### AIM OF THE EXERCISE
Reproduce every one of the records below word for word, and leave the pictures out of your copy.
-- Begin --
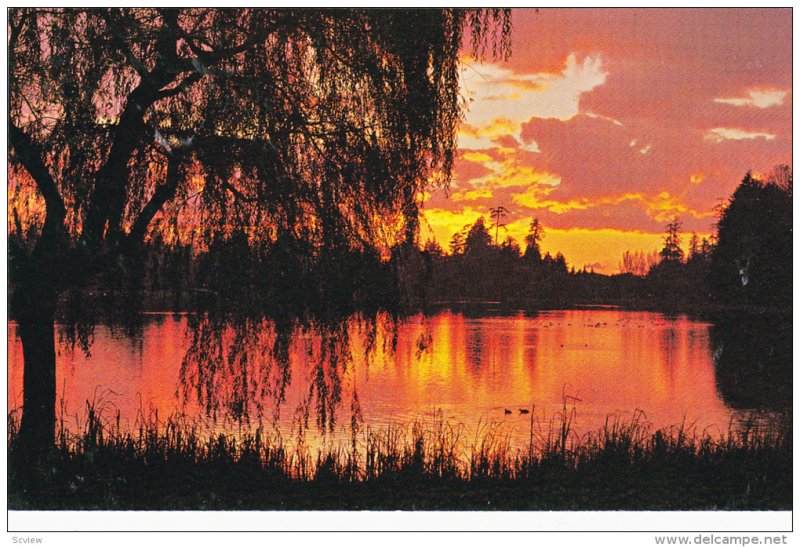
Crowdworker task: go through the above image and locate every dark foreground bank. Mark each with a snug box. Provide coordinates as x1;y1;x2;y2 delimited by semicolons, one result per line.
8;413;792;510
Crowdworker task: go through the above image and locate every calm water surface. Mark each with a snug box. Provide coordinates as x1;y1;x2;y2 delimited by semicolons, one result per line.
8;309;780;448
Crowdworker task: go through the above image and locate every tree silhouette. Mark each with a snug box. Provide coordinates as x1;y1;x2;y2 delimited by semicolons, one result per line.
489;205;511;246
661;218;683;263
524;218;544;262
711;166;792;310
7;8;510;452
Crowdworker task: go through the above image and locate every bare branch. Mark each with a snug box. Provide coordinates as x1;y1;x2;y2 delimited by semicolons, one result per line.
8;116;66;234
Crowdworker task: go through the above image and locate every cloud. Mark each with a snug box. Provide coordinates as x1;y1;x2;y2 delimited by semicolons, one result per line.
427;9;792;272
706;127;775;142
459;54;606;150
714;90;789;108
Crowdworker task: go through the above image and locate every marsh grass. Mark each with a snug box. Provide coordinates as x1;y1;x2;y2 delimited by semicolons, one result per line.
8;400;792;510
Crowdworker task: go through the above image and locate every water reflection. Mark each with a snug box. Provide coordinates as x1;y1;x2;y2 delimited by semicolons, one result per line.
8;309;791;442
711;314;792;411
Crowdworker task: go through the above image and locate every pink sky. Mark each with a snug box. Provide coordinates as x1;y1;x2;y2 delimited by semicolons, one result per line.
423;8;792;273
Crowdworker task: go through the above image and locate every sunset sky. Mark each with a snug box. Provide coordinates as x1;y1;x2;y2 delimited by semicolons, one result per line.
422;8;792;273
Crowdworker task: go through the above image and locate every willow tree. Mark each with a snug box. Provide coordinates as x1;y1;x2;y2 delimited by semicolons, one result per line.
8;8;510;454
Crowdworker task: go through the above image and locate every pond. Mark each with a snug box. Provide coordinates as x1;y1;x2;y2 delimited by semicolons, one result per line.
8;308;792;450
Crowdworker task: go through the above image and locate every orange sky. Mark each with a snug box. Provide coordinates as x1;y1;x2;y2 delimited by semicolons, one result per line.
422;9;792;273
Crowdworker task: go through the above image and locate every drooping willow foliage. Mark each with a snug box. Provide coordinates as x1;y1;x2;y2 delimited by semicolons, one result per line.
8;8;510;260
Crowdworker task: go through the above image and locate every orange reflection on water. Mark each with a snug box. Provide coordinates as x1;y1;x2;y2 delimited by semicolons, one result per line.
8;309;744;448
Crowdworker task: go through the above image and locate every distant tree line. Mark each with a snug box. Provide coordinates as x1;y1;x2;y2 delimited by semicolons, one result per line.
10;167;792;320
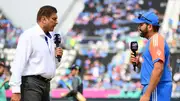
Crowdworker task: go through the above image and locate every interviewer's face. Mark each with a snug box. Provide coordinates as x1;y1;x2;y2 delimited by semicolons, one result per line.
44;13;58;31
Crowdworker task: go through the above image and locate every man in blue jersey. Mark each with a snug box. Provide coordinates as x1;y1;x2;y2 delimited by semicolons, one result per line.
131;12;172;101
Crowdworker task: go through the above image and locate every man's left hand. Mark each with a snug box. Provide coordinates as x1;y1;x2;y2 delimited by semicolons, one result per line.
55;47;63;57
139;95;150;101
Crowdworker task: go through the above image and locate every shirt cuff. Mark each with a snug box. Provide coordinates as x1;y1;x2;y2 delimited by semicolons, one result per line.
11;86;21;93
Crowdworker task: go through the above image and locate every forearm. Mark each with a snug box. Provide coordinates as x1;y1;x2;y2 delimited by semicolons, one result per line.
145;61;163;96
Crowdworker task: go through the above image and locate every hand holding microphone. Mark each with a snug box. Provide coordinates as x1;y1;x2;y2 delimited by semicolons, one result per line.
54;34;63;62
131;41;138;71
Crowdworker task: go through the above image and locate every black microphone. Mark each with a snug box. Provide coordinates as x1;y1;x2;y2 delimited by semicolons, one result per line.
54;34;61;62
131;41;138;71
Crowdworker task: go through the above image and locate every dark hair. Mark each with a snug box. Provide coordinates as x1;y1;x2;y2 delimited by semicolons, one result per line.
0;62;5;67
153;26;159;32
37;5;57;22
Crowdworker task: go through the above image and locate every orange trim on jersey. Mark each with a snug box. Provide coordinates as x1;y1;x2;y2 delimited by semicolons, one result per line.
149;34;165;62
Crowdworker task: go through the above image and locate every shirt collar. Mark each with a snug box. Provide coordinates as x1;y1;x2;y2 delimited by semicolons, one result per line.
36;24;52;38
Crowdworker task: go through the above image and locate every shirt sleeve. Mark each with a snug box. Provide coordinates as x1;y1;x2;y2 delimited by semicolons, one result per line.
9;33;32;93
72;77;79;91
149;35;165;63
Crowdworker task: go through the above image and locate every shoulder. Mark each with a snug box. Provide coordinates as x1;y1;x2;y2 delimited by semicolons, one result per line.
20;26;36;40
150;34;164;47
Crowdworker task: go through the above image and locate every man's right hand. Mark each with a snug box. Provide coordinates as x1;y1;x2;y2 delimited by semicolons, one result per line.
130;52;139;65
11;93;21;101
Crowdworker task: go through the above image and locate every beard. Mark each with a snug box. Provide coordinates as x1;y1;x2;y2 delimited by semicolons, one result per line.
139;29;148;38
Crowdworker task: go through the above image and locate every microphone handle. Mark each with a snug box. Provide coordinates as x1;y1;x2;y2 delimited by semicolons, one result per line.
56;43;62;62
133;52;137;71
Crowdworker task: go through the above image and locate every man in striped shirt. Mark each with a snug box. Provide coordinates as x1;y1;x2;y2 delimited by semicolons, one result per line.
131;12;172;101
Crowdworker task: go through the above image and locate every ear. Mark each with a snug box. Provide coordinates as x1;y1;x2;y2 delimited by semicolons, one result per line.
41;16;46;24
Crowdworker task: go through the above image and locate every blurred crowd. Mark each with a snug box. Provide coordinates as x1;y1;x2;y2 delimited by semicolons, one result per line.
-- End --
### THE REPLY
Crowdworker task: go through the above image and locate every dark foreground bank. Mark each with a snug box. Provide coordinates as x1;y1;x2;y2 delimited by semicolons, one result per line.
8;413;792;510
Crowdworker task: go through the above image and locate every calm water surface. Mark each with a snug box. Provide coordinates as x1;y1;x2;y2 delimited by semicolons, one result per line.
8;309;780;448
Crowdworker task: go through the above image and locate every tree silhouette. Mark each with a snug box. Provide coordinates as x1;y1;x2;y2 delimited by semicolons, one result per line.
489;205;511;246
661;218;683;263
524;218;544;262
711;166;792;310
7;8;510;452
Crowdworker task: go through the above image and locate every bare branch. Mark each with a snug box. Provide coordinates as x1;y1;x2;y2 delimited by semicolons, one result per line.
8;116;66;234
Crowdworker task: go through the above image and locate every cloud. Mark each with a snug box. Provide coordinates as x1;y1;x2;y2 delimited by semicolons, one result per line.
427;9;792;272
706;127;775;142
459;54;606;150
714;90;789;108
Crowdworker task: go through the above image and locate every marsh grass. Mark each with a snug box. Provide coordinates as x1;y1;x2;y2 delimited by semicolons, one result per line.
8;400;792;510
Crowdworker task: go through the above image and locate every water reflection. Mark each with a snug box. Provide coordinates as x1;y1;x2;y2 delimited by semicolons, one result per line.
8;309;791;442
711;314;792;411
Crowdworker task: go through the above image and locate every pink sky. Mark each with a snug box. Provide coordinates as x1;y1;x2;y2 delimited by semicolons, one result per line.
423;8;792;273
Crowdworker task: go through the above image and locate every sunset sky. Mark each with a snug box. Provide coordinates as x1;y1;x2;y2 delimited by semicolons, one result per line.
422;8;792;273
Crowdworker task: go through the above image and locate every willow tree. Mark each with a snug box. Provide coordinates as x1;y1;x2;y2 delimited by semicolons, one result per line.
8;8;510;454
Crowdworker task: go through the above image and locate every pond. Mark each with a snug box. Provide coordinates as x1;y1;x2;y2 delimited by semicolons, one result per line.
8;308;792;450
Crowdworker task: go through the above image and locate every orange sky. Mark each with a snug box. Provide coordinates as x1;y1;x2;y2 delimited by semicolons, one result per line.
422;9;792;273
Crowdworker task: go through the above image and locate every drooping willow foliage. Mark each with a snug box. Provide coordinates as x1;y1;x2;y2 delimited by semicolons, one result per line.
8;8;510;260
Crowdworker task: go through the above image and locate every orange reflection on water. Mark each with a snug box. Provide coordinates as x1;y1;x2;y2 delimited by semicolons, one result per line.
8;309;744;448
Crowdworker task: go through the above image and locate every distant tree line. Mark each with a snug box. Provide coordinates as x1;y1;x2;y2 delimited by semicolons, one result per line.
10;167;792;320
Crowdworker task: go through the above image and locate every interviewer's face. Mark each with a snug box. Provide coordinates as x1;y1;x2;y2 delimited by semicolons, one result per line.
44;13;58;31
Crowdworker task: go through the above image and locate every man in blue jersey. Mark each with a snug box. Provide coordinates as x1;y1;x2;y2 delimited by semicolons, one result per line.
131;12;172;101
Crowdworker task: go through the above image and locate every man's left hand. Mark each with a snug box. Provide coordinates as x1;y1;x2;y2 delimited by semicolons, one result per line.
55;47;63;57
139;95;150;101
Crowdworker task: go through the above image and locate every shirt cuff. Mark each with a snug box. Provide coordinates as x1;y1;x2;y2 delimited by semicolons, one result per line.
11;86;21;93
Crowdworker task: go through the above image and locate every forearm. Mark each with a snug box. Provide coordinates as x1;y1;x2;y2 delimited by semicolons, one result per line.
145;61;163;96
Crowdworker task: go through the above image and locate every hand holding microphone. Mark each with a snug box. Provide coordinates as x1;y1;x2;y2 delimited by semicolons, one result per line.
54;34;63;62
131;41;138;71
Crowdworker task: go through the above image and locate every black microphone. Mark each with a snug box. Provide coordinates as x1;y1;x2;y2 delimited by semicolons, one result per line.
54;34;61;62
131;41;138;71
Crowdworker task: go through the above image and locate every dark hair. Mark each with a snug box. Provide coordinates as x1;y1;x2;y2 delimited by semicolons, one result per line.
0;62;5;67
153;26;159;32
37;5;57;22
Crowdworker task: go through the above image and locate every orange trim on jersey. Mark each with a snug box. Provide coordinates as x1;y1;x2;y2 delimited by semicolons, one result per line.
149;34;165;62
Crowdworker task: go through the above image and locate every shirt collar. Mark each with a snug box. Provide coordinates as x1;y1;x2;y2 delimited by semicolons, one result per line.
36;24;52;38
Crowdworker task: go through the above image and locate every shirt sleeve. Mark each with a snug box. Provide coordinates as x1;y1;x2;y2 delimited by semicolons, one result per line.
9;33;32;93
72;77;79;91
149;35;165;63
Crowdworker task: go through the above image and locate every shoulder. Mark each with a snug box. Provide coordinates as x1;y1;x2;y2 delimited by semicolons, one result per line.
20;26;36;40
150;34;164;47
Crowdworker task: go through the above image and locate every man's right hand. Mark each with a snug box. Provide coordinates as x1;y1;x2;y2 delimited by semicolons, one result per line.
130;52;139;65
11;93;21;101
Crowdworker task: go through the above image and locate every beard. Mark each with a snug box. Provide coordinates as x1;y1;x2;y2 delimited by semicolons, one result per line.
139;29;148;38
Crowdworker task: go through the above image and locate every microphone handle. Mark each with a snug box. Provide coordinates as x1;y1;x2;y2 delimited by semicolons, one result per line.
56;43;62;62
133;52;137;71
Crowdworker task: go through the above image and locate every man in striped shirt. Mark each with a snug box. Provide coordinates as x1;y1;x2;y2 delimited by semicolons, one result per line.
131;12;172;101
Crowdworker task: go through the above image and locate every ear. Mark each with a snug box. Provide coordinates as x1;y1;x2;y2 delimited by semicolons, one result per line.
41;16;46;24
Crowdworker task: go through the above image and locate every blurred crowd. Mark each with a snug box. Provide coordinates as x1;y1;x2;y2 delimited by semicolons, one result per line.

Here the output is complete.